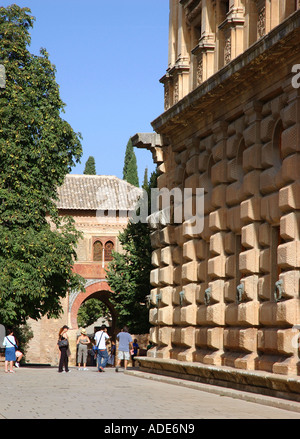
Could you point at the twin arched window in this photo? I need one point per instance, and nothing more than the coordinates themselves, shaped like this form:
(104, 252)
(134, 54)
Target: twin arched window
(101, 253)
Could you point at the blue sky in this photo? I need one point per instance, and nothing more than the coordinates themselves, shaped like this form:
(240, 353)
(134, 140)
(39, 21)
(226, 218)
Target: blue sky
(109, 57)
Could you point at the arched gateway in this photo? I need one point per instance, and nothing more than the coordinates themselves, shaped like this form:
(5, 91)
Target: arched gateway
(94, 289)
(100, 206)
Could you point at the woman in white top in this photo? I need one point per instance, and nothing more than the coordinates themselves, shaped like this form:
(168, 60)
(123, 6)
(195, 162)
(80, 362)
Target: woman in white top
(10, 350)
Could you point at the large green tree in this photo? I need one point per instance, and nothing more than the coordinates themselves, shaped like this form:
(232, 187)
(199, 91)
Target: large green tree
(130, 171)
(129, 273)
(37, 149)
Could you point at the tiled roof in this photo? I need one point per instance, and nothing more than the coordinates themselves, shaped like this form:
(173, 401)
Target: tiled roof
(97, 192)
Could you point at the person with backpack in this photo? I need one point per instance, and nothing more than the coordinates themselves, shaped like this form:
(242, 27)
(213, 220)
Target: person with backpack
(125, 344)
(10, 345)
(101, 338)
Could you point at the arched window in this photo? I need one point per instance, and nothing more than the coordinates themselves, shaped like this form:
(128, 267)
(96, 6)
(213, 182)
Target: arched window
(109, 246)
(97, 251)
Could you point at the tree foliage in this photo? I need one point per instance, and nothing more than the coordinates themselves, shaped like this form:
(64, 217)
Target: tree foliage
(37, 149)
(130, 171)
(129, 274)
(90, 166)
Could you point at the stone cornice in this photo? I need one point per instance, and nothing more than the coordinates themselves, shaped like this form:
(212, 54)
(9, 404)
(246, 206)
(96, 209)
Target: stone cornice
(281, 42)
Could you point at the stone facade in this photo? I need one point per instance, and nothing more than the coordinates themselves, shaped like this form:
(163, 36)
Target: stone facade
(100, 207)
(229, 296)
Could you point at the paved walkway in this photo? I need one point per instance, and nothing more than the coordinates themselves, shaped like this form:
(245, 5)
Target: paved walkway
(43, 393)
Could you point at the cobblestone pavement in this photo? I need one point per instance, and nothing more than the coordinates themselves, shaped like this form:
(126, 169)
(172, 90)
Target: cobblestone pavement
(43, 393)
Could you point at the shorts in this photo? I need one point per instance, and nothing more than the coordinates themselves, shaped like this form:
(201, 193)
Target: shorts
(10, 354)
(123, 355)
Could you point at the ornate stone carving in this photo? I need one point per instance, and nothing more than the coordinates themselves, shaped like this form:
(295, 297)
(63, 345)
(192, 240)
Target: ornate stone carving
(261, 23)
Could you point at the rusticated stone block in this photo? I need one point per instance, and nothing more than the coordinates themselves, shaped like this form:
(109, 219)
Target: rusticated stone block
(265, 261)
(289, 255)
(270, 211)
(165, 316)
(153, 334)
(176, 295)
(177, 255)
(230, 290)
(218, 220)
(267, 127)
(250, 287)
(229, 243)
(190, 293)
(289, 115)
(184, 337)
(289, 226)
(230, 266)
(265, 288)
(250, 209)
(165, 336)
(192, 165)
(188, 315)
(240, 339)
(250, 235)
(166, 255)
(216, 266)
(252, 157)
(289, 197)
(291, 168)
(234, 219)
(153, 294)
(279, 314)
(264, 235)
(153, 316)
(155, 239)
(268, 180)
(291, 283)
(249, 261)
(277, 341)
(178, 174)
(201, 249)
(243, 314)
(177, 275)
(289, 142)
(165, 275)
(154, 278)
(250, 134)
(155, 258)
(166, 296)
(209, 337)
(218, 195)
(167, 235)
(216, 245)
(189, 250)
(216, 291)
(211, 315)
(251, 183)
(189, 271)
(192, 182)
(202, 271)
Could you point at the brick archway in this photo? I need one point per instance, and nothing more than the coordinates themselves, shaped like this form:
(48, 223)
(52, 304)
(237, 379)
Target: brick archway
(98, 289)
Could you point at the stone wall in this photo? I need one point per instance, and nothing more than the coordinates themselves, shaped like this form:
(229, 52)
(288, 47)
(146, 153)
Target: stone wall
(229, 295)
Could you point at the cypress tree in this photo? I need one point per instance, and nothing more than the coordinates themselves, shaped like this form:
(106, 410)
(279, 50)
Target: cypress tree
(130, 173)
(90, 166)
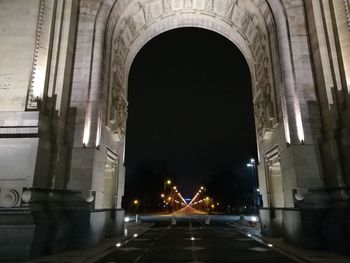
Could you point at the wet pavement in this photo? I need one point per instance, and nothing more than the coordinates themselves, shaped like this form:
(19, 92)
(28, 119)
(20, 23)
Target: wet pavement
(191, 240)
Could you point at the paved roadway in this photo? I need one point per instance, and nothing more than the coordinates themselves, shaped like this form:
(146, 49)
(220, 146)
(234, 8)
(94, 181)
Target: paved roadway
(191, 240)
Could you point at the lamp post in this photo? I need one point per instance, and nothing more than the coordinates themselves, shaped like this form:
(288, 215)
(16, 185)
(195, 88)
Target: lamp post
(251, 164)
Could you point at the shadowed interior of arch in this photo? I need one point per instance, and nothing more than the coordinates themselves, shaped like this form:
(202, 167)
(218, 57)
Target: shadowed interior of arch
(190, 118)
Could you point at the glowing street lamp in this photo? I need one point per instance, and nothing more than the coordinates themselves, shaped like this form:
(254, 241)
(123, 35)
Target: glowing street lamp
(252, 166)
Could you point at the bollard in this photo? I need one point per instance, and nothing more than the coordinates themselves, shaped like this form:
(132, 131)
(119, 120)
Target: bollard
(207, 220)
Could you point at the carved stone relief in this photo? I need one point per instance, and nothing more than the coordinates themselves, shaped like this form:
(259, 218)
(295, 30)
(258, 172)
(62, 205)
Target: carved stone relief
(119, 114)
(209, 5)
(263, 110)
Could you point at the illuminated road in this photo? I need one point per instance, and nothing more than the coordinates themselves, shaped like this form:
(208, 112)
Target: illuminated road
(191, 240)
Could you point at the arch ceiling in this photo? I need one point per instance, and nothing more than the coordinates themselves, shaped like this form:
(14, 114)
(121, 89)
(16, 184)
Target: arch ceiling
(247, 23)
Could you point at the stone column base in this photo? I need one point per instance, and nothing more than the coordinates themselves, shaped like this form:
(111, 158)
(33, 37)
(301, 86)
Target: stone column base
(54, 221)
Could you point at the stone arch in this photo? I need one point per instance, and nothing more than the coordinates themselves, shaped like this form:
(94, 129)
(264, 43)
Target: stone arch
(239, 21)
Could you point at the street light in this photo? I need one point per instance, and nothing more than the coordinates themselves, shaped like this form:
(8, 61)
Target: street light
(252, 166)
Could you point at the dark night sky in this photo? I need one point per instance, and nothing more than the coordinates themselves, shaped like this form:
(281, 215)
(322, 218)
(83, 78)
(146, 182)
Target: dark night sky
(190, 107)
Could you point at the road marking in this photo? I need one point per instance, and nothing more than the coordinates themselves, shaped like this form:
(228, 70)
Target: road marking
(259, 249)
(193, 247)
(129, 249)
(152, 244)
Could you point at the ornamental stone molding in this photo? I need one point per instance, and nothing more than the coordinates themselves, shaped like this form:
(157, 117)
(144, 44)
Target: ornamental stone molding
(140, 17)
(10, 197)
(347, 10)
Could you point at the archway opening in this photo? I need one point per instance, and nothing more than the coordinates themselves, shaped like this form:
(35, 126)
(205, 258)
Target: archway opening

= = = = = = =

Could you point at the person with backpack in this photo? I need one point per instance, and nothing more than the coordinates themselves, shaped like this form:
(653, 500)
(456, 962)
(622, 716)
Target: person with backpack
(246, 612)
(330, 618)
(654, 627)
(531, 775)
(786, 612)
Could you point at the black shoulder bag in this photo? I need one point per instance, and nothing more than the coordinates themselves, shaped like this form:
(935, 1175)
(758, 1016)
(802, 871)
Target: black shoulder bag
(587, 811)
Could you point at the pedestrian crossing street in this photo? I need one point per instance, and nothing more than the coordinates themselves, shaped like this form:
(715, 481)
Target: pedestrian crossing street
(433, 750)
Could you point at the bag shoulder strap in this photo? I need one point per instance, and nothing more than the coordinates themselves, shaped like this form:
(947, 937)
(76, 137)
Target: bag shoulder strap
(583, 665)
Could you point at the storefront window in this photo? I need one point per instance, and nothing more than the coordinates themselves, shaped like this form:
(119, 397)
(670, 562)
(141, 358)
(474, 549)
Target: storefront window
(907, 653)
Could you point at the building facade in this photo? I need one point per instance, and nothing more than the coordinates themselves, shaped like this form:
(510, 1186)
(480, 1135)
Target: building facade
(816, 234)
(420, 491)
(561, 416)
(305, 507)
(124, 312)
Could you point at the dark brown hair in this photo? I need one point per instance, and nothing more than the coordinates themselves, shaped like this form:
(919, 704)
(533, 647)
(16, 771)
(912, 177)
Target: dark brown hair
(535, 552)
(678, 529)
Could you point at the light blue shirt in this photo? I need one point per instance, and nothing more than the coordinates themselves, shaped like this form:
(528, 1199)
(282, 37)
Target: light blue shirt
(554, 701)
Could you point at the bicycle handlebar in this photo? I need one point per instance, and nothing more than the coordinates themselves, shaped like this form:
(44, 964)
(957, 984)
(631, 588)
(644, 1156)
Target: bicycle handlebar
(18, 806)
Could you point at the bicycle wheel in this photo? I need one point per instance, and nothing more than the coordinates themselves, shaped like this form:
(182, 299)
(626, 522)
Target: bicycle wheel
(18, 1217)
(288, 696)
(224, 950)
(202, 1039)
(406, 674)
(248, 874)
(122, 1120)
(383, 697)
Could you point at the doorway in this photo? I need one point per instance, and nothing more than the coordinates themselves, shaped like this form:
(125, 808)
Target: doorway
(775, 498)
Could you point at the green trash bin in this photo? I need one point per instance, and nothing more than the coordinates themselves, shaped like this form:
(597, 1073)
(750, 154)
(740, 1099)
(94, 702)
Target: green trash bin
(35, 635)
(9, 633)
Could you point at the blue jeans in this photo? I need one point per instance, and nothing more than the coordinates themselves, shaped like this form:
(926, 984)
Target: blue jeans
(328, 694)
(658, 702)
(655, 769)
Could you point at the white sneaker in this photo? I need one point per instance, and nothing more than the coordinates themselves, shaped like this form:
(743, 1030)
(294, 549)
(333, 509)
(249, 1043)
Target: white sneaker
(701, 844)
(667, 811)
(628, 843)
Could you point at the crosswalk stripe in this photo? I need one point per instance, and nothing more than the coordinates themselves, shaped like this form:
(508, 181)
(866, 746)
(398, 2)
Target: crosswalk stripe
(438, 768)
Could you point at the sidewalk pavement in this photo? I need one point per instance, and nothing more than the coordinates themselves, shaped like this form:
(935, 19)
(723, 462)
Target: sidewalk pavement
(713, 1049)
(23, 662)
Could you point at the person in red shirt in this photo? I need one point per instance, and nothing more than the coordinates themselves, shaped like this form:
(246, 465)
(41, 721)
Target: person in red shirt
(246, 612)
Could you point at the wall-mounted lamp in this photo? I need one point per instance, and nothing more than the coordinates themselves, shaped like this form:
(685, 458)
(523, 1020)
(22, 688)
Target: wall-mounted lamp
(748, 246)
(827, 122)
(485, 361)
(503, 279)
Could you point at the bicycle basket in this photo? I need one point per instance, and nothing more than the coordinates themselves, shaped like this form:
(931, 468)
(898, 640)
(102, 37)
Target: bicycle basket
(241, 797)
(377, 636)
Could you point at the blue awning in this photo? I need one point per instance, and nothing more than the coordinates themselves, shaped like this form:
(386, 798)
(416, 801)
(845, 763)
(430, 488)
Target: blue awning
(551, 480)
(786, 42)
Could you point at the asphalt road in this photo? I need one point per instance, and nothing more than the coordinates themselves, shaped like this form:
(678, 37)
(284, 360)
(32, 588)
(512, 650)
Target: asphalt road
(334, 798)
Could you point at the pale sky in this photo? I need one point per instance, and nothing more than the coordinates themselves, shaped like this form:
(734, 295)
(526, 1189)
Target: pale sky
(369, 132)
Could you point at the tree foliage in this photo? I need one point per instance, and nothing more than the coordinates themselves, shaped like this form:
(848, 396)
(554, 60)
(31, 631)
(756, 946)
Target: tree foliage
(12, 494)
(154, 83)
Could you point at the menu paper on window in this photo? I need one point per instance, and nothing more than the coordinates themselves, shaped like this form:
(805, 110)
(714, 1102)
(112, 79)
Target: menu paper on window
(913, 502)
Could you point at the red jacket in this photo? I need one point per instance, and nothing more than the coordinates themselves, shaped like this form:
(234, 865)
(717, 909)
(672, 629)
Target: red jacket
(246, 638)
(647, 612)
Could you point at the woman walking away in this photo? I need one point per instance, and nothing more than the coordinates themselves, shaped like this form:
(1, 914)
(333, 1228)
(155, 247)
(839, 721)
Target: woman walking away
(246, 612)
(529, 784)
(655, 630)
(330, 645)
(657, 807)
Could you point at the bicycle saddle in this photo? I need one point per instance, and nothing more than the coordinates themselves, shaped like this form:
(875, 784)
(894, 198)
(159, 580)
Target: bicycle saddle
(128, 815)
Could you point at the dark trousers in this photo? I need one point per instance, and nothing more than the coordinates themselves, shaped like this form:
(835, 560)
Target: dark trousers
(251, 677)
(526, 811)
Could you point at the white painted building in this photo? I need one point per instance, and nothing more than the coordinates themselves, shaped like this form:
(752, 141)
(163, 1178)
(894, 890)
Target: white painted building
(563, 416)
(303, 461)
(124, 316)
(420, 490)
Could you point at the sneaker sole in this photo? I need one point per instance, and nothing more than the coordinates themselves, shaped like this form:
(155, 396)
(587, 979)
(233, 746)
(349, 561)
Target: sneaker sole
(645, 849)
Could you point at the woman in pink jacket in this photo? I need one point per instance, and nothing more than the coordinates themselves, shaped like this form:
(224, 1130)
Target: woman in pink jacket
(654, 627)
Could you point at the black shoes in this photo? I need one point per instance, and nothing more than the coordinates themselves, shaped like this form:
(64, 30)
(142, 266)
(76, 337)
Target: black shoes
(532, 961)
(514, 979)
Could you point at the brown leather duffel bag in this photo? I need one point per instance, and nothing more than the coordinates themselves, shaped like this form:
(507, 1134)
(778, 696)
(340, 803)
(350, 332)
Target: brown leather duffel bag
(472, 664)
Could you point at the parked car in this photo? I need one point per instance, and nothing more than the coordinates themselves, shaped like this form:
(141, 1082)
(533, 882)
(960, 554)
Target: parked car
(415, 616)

= = = = = = =

▶ _PROMPT_: Return only the lines of the records in which the string "opening" appears.

▶ _SOLUTION BELOW_:
Could you point at the archway opening in this photo? I need one point per instance, and nothing more than the coordinates themselves, shaped like this form:
Target: archway opening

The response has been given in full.